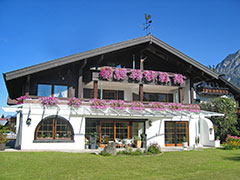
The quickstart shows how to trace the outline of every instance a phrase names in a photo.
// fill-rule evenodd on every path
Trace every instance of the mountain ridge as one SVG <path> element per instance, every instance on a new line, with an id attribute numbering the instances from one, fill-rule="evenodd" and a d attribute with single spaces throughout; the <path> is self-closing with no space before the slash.
<path id="1" fill-rule="evenodd" d="M 240 88 L 240 49 L 227 55 L 225 59 L 218 63 L 216 72 L 225 74 L 225 79 Z"/>

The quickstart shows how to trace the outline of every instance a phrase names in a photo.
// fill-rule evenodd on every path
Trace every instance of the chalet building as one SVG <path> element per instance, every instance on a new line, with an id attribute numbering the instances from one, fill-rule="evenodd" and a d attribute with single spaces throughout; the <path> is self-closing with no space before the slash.
<path id="1" fill-rule="evenodd" d="M 195 104 L 202 82 L 221 76 L 148 35 L 7 72 L 6 112 L 17 112 L 16 147 L 84 149 L 115 141 L 142 147 L 215 146 L 208 119 L 223 114 Z M 229 87 L 224 83 L 224 91 Z M 228 89 L 227 89 L 228 88 Z M 95 135 L 95 136 L 94 136 Z"/>

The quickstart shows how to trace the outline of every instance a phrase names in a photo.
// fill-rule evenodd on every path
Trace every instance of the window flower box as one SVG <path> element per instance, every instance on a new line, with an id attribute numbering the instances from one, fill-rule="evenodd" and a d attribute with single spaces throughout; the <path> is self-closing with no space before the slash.
<path id="1" fill-rule="evenodd" d="M 145 107 L 144 107 L 144 104 L 141 103 L 141 102 L 132 102 L 130 104 L 130 109 L 133 109 L 133 110 L 144 110 Z"/>
<path id="2" fill-rule="evenodd" d="M 110 107 L 113 109 L 124 109 L 126 108 L 123 100 L 111 100 Z"/>
<path id="3" fill-rule="evenodd" d="M 168 84 L 170 82 L 170 77 L 167 72 L 158 72 L 158 80 L 161 83 Z"/>
<path id="4" fill-rule="evenodd" d="M 174 84 L 184 84 L 184 76 L 182 74 L 174 74 Z"/>
<path id="5" fill-rule="evenodd" d="M 144 79 L 147 81 L 147 82 L 152 82 L 154 80 L 156 80 L 157 78 L 157 73 L 155 71 L 144 71 Z"/>
<path id="6" fill-rule="evenodd" d="M 114 75 L 113 75 L 115 80 L 124 80 L 127 78 L 127 69 L 125 68 L 116 68 Z"/>
<path id="7" fill-rule="evenodd" d="M 107 103 L 106 101 L 102 99 L 92 99 L 90 100 L 91 108 L 97 108 L 97 109 L 106 109 Z"/>
<path id="8" fill-rule="evenodd" d="M 113 77 L 113 70 L 111 67 L 103 67 L 100 70 L 100 76 L 102 79 L 110 81 Z"/>
<path id="9" fill-rule="evenodd" d="M 68 105 L 71 107 L 75 107 L 75 108 L 80 107 L 81 103 L 82 103 L 82 101 L 75 97 L 68 100 Z"/>
<path id="10" fill-rule="evenodd" d="M 143 73 L 140 69 L 131 69 L 129 78 L 131 78 L 132 80 L 135 80 L 137 82 L 142 81 Z"/>
<path id="11" fill-rule="evenodd" d="M 56 106 L 58 104 L 58 98 L 56 97 L 41 97 L 39 101 L 43 106 Z"/>
<path id="12" fill-rule="evenodd" d="M 159 111 L 166 110 L 166 105 L 161 102 L 151 102 L 149 105 L 152 110 L 159 110 Z"/>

## Given task:
Format the listing above as a two-column CSV with the headers instruction and response. Give one row for each instruction with its answer, put each in a single quoted field, replace line breaks with spaces, and omit the pictures.

## Task output:
instruction,response
"The quickstart shows how to trace the outline of every instance a phrase names in a photo. // fill-rule evenodd on every path Trace every instance of the mountain ridge as one SVG <path> element per instance, every instance on a new line, with an id attribute numbering the instances from one, fill-rule=""evenodd"" and a d attribute with single spaces throughout; the <path> is self-closing with no space before the slash.","<path id=""1"" fill-rule=""evenodd"" d=""M 240 88 L 240 49 L 227 55 L 225 59 L 218 63 L 216 72 L 225 74 L 225 79 Z""/>"
"The quickstart shows how to trace the outline of every instance a phrase names in a photo. // fill-rule evenodd on every path Trace every instance of the chalet building as one SVG <path> element per instance, every instance on a new line, with an id attribute numbering the instances from one, fill-rule=""evenodd"" and a d attribute with single spaces throughout; the <path> is self-closing with no space before the slash.","<path id=""1"" fill-rule=""evenodd"" d=""M 195 104 L 202 82 L 221 76 L 148 35 L 7 72 L 6 112 L 17 112 L 16 147 L 84 149 L 115 141 L 142 147 L 215 146 L 208 119 L 223 114 Z M 229 87 L 224 83 L 224 91 Z M 228 89 L 227 89 L 228 88 Z M 95 135 L 95 136 L 94 136 Z""/>"
"The quickstart shows how to trace the outline of every instance a phrase names in a photo. // fill-rule evenodd on every path Trace every instance of the window flower box as one SVG <path> element per instance, every instance on a new line, with an id attribute numbering the instances from one, fill-rule=""evenodd"" and a d attribute with single spaces throughout; the <path> is self-closing with no space before the slash.","<path id=""1"" fill-rule=""evenodd"" d=""M 145 107 L 144 107 L 144 104 L 141 103 L 141 102 L 132 102 L 130 104 L 130 109 L 133 109 L 133 110 L 144 110 Z""/> <path id=""2"" fill-rule=""evenodd"" d=""M 110 107 L 113 109 L 124 109 L 126 108 L 123 100 L 111 100 Z""/> <path id=""3"" fill-rule=""evenodd"" d=""M 168 84 L 170 82 L 170 77 L 167 72 L 158 72 L 158 80 L 161 83 Z""/> <path id=""4"" fill-rule=""evenodd"" d=""M 174 84 L 184 84 L 184 76 L 182 74 L 174 74 Z""/> <path id=""5"" fill-rule=""evenodd"" d=""M 144 79 L 147 81 L 147 82 L 152 82 L 154 80 L 156 80 L 157 78 L 157 73 L 155 71 L 144 71 Z""/> <path id=""6"" fill-rule=""evenodd"" d=""M 114 75 L 113 75 L 115 80 L 124 80 L 127 78 L 127 69 L 125 68 L 116 68 Z""/> <path id=""7"" fill-rule=""evenodd"" d=""M 107 103 L 106 101 L 102 99 L 92 99 L 90 100 L 91 108 L 97 108 L 97 109 L 106 109 Z""/> <path id=""8"" fill-rule=""evenodd"" d=""M 113 77 L 113 70 L 111 67 L 103 67 L 100 70 L 100 76 L 102 79 L 110 81 Z""/> <path id=""9"" fill-rule=""evenodd"" d=""M 68 105 L 71 107 L 75 107 L 75 108 L 80 107 L 81 103 L 82 103 L 82 101 L 75 97 L 68 100 Z""/> <path id=""10"" fill-rule=""evenodd"" d=""M 143 73 L 140 69 L 131 69 L 129 78 L 131 78 L 132 80 L 135 80 L 137 82 L 142 81 Z""/> <path id=""11"" fill-rule=""evenodd"" d=""M 56 106 L 58 104 L 58 98 L 56 97 L 41 97 L 39 101 L 43 106 Z""/> <path id=""12"" fill-rule=""evenodd"" d=""M 159 111 L 166 110 L 166 105 L 161 102 L 151 102 L 149 105 L 152 110 L 159 110 Z""/>"